What you have to do - Please swap "put a marker on" for "place a point on" wherever it occurs in the rows below, changing nothing else. Repeat the rows with that one change, omitting the pictures.

○ ○ ○ ○ ○ ○ ○

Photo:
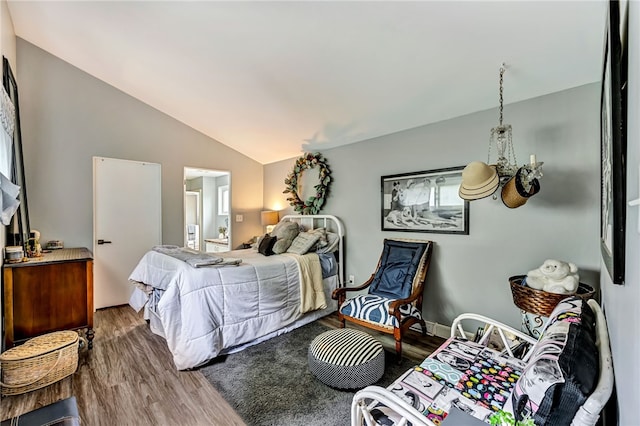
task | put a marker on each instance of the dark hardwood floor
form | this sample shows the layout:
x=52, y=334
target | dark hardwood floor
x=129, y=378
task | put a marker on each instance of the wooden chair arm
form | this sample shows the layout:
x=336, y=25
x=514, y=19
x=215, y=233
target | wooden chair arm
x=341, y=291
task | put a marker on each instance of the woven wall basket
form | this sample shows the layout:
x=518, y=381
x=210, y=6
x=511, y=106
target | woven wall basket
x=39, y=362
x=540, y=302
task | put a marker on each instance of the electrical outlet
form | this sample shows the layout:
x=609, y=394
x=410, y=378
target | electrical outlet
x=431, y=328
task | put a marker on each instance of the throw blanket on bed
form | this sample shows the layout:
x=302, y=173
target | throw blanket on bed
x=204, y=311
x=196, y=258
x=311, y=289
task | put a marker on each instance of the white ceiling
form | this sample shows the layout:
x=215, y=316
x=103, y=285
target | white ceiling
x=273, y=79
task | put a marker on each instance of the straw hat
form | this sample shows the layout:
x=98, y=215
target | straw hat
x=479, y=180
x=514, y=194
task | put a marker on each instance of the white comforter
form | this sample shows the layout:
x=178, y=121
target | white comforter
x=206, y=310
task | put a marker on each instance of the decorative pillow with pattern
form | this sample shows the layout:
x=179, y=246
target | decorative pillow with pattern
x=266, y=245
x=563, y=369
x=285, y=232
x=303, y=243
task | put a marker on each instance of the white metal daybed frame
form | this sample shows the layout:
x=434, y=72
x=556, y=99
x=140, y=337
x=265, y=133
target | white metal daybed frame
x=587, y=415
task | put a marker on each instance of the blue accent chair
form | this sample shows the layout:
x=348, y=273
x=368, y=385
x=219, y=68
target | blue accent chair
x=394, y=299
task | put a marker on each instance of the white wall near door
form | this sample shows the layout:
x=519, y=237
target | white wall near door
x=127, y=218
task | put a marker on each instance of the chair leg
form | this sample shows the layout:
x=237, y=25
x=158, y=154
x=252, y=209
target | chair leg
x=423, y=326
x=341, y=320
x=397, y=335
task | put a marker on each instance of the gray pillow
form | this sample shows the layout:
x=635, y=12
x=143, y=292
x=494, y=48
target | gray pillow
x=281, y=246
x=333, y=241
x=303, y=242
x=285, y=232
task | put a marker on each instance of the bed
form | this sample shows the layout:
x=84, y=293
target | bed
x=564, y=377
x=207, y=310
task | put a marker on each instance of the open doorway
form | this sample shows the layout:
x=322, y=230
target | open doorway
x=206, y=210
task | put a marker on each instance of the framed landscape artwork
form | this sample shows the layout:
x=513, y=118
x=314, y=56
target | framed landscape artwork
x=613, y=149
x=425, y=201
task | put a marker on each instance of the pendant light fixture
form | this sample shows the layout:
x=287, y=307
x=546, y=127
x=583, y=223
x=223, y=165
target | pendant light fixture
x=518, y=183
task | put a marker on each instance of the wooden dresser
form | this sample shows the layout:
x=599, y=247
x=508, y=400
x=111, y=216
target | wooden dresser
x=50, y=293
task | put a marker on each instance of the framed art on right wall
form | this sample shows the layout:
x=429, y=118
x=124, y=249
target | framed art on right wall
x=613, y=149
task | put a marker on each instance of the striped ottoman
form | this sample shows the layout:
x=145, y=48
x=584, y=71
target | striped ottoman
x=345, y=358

○ ○ ○ ○ ○ ○ ○

Output -
Photo:
task | place a point on each instance of the dark hardwood floor
form | this sample shows the layout:
x=52, y=334
target | dark hardwood floor
x=129, y=378
task | place a point on each instance of the wooden chair arm
form | this sample shows the layout:
x=336, y=25
x=514, y=19
x=215, y=233
target | wooden chair arm
x=341, y=291
task | place a point on each instance of the woven wall basket
form | this sample shows the layout:
x=518, y=381
x=210, y=6
x=511, y=106
target | woven wall basket
x=39, y=362
x=540, y=302
task | place a point on each instance of the electrical outlet
form | this sample shows the layout:
x=609, y=394
x=410, y=378
target | electrical outlet
x=431, y=328
task | place a point on each instance of the throw blanket on bed
form | this sample shows the layout:
x=302, y=173
target | throw blanket on bed
x=204, y=311
x=196, y=258
x=311, y=289
task | place a point on each instance of the white ceiling
form | this sample shows the layout:
x=215, y=316
x=103, y=285
target | white ceiling
x=273, y=79
task | place a point on each instance of the straw hat
form | this sample shows the layout:
x=98, y=215
target | straw hat
x=479, y=180
x=514, y=194
task | place a point on each instance of the white comforter
form | this sample shows the layout:
x=178, y=121
target | white comforter
x=206, y=310
task | place a point on each instance of the decorative pillow with pattern
form | this sample shows the layout:
x=179, y=246
target | decorative pillow with pattern
x=266, y=245
x=563, y=369
x=285, y=232
x=303, y=243
task | place a point on each instance of the white metal daybed frame
form | this sample shows the layout:
x=434, y=72
x=556, y=99
x=140, y=337
x=265, y=133
target | white metal daybed frame
x=587, y=415
task | place a point on each instance of the blue accent chair
form | this sample shows the layout:
x=348, y=273
x=368, y=385
x=219, y=68
target | blue accent chair
x=394, y=299
task | place a point on each instance of the white wall near door
form | this sample shows the layout:
x=519, y=237
target | white wall near door
x=127, y=218
task | place a point on each instance of the chair leg
form | this sample shows the layout:
x=237, y=25
x=158, y=154
x=252, y=209
target | chair leg
x=423, y=326
x=341, y=320
x=397, y=335
task | place a point on each instance of the gray pillow
form | this sample shows the layout:
x=635, y=12
x=143, y=292
x=494, y=48
target | gray pillow
x=281, y=246
x=333, y=241
x=303, y=242
x=285, y=232
task | place a point on each instance of the bed
form | this sample shows the layout:
x=84, y=293
target | bed
x=564, y=377
x=207, y=310
task | place a point on each instance of the open doorway
form | this sample shows the layout:
x=322, y=230
target | open doorway
x=206, y=210
task | place a point on each instance of the framed landscape artwork
form | this sample shows the layout:
x=513, y=118
x=314, y=56
target | framed landscape artwork
x=613, y=149
x=425, y=201
task | place a point on each instance of the pendant light fixture
form | this sample shows the layout:
x=287, y=307
x=546, y=127
x=583, y=223
x=223, y=165
target | pendant light fixture
x=518, y=183
task | place a point on each instance of the wooden dresser
form | this sample shows the layout:
x=599, y=247
x=508, y=400
x=111, y=216
target | wooden dresser
x=50, y=293
task | place a point on each instance of the framed art on right wall
form | this sample shows the layout:
x=429, y=118
x=124, y=249
target | framed art on right wall
x=613, y=149
task | place a point on each instance of the striped ottoman
form | this sample shows the layout:
x=145, y=48
x=584, y=71
target | striped ottoman
x=345, y=358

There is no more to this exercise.